Texte extrait:
○ ○ ○

Comme le rappelle D. Manesse, — mais, à mon sens sans en tirer toutes les conséquences pédagogiques qui s'en suivent — l'orthographe est, comme tout ce qui concerne la langue, une science d'observation, qui doit donc s'enseigner comme telle. Cela signifie qu'elle s'apprend, non avec des règles toutes faites à appliquer, mais, comme on le fait pour la botanique, avec des constats, des prélèvements, des recherches de classements, pour formuler des familles de "règles de fonctionnement".

Cela signifie aussi apprendre l'orthographe pour lire avant de l'apprendre pour écrire...

En effet, la première des questions auxquelles il faut répondre pour que les enfants entrent dans cet apprentissage, c'est (comme pour n'importe quel autre apprentissage) : "l'orthographe, à quoi ça sert ?".
Or, si on a fait croire aux enfants qu'on pouvait savoir lire sans s'occuper de l'orthographe, il n'y a aucune raison qu'ils pensent qu'on en a besoin pour écrire. Et précisément, on observe que les méthodes syllabiques, quasi imposées pour enseigner la lecture, se passent totalement de l'orthographe, puisqu'il s'agit d'apprendre à assembler des lettre pour pouvoir prononcer les mots écrits. C'est si vrai que certaines méthodes — comme celle du Docteur Borel-Maisonny, entre autres — vont jusqu'à barrer, dans les mots les lettres "en trop" pour faciliter le déchiffrage !!
Avouez qu'on a bonne mine ensuite de réclamer, dans une dictée, le -nt final de "chantent", qui est incontestablement en trop pour prononcer ce mot !

○ ○ ○

Consignes:
a: Dans le texte sur l'enseignement de l'orthographe, quelle méthode est citée comme barrant les lettres « en trop » dans les mots ?
b: Rédigez la suite du texte sur l'enseignement de l'orthographe à partir de sa dernière phrase.
Le matériel n'a aucun rôle dans ce travail.

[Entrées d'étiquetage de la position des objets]
○ ○ ○

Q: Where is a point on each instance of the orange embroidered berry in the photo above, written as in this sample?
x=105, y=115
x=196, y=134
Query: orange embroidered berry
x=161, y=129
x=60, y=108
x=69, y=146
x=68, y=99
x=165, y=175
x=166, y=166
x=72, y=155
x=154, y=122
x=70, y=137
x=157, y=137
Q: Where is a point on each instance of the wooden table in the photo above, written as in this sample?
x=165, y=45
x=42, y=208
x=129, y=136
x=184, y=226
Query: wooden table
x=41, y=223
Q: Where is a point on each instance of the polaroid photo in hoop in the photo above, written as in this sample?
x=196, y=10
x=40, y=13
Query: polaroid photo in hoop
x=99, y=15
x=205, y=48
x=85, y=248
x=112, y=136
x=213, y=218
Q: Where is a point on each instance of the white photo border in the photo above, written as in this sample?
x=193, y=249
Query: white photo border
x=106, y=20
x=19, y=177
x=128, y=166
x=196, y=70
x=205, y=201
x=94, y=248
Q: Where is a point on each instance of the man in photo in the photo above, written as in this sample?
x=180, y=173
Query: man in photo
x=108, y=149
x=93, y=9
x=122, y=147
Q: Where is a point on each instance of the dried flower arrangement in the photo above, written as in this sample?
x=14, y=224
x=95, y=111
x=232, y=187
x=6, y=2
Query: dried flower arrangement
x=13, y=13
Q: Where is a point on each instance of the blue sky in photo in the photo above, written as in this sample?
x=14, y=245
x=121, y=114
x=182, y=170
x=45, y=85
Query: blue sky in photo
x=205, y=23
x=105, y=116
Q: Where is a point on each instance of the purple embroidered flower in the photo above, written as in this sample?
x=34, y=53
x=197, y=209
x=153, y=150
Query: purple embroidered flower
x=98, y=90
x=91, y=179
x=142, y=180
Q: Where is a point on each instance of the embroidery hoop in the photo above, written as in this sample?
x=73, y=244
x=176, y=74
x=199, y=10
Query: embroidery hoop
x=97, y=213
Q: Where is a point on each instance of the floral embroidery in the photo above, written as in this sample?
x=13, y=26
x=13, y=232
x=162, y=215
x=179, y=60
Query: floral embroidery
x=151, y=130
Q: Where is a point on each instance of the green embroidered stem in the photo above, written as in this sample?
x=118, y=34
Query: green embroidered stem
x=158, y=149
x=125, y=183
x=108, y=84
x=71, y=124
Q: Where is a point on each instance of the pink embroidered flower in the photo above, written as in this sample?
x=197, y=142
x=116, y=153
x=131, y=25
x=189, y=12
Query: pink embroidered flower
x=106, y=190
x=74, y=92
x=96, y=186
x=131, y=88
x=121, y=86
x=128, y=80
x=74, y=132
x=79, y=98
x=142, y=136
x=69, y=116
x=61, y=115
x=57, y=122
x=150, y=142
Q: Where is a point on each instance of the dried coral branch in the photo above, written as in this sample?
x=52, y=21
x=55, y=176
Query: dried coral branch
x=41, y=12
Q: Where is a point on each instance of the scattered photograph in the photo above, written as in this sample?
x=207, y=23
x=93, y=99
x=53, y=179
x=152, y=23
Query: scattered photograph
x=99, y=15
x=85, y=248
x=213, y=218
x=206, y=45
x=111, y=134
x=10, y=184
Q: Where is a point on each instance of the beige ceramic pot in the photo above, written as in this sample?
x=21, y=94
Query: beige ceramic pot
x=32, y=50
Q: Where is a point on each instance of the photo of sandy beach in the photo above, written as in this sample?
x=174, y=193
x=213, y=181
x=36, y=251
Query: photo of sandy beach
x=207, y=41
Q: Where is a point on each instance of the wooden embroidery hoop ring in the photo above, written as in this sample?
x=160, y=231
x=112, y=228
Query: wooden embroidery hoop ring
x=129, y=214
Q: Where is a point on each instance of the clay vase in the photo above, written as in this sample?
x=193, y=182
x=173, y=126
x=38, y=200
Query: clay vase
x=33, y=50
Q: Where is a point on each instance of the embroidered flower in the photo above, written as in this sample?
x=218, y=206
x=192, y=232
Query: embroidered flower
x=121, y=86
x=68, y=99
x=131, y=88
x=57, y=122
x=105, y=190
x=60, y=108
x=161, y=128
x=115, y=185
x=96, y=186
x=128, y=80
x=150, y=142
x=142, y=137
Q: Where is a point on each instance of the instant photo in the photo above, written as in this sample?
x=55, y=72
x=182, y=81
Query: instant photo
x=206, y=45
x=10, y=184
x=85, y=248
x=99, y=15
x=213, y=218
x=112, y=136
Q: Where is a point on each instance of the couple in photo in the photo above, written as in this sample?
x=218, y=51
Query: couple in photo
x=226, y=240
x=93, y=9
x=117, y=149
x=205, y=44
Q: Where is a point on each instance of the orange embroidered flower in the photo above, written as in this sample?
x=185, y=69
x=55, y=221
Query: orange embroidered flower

○ ○ ○

Réponses dans l'ordre:
a: La méthode du Docteur Borel-Maisonny.

b:
Une contradiction de ce genre, nos élèves d'aujourd'hui, même s'ils n'en ont pas vraiment conscience, surtout ajoutée à toutes les autres, la reçoivent de façon suffisamment nette pour dé-crédibiliser ce qu'on leur enseigne.
Et voilà sans doute pourquoi vos élèves sont muets en orthographe.

Il est clair que l'enseignement de l'orthographe souffre de deux erreurs majeures qui détruisent pas avance toute chance d'efficacité :
1- l'oubli qu'enseigner est, selon le mot de Chevallard, un "jeu à deux", et qu'il ne suffit pas de connaître le fonctionnement de l'orthographe pour l'enseigner, mais qu'il importe de prendre en compte les savoirs des élèves, ceux qu'ils ont acquis à l'école ou hors de l'école.
2-la soumission à un dogme ahurissant qui rend aveugle et sourd, même les plus savants.

Première erreur : même si nos ministères successifs depuis quelques années semblent n'en avoir jamais entendu parler, il est peu contestable aujourd'hui d'affirmer que, quel que soit l'âge des apprenants, apprendre consiste à transformer ce qu'on savait déjà. Si bien qu'aucun apprentissage ne peut "prendre" si l'on ne se situe pas dans la fameuse "zone proximale" du cher Vygostski, c'est-à-dire si l'on ne prend pas appui sur ce que l'expérience personnelle des élèves leur a appris, mais en ciblant un peu au-dessus, pour que ce puisse être bousculé et modifié.
Or, on oublie trop que ce n'est plus l'école — et depuis longtemps ! — qui fait découvrir l'écrit aux enfants. Dès leur naissance, ils vivent maintenant dans un univers où l'écrit est omniprésent. Ils l'ont sous les yeux dans la rue, chez eux, dans leurs jeux, sur la table des repas, à la télé, et sur leurs ordinateurs.
Or, s'il est vrai que les recherches en linguistique font apparaître que l'écriture de la langue française est à 80% phonographique, l'expérience des enfants est remplie des 20% restants, où les fameuses "lettres en trop" sont loin de l'être (en trop) et s'éclatent en jeux de mots plus joyeux les uns que les autres. C'est donc sur ces 20% qu'il faut prioritairement s'appuyer.

Et cela nous amène à la seconde erreur, l'obéissance à ce dogme ahurissant, selon lequel il faudrait écouter comment on prononce pour savoir comment ça s'écrit...
L'erreur ici est multiple. D'une part, c'est mille fois faux : je peux écouter en boucle ce que j'entends dans "théâtre" sans trouver comment ça s'écrit. Je peux écouter ce que j'entends dans "second"... et commettre une erreur !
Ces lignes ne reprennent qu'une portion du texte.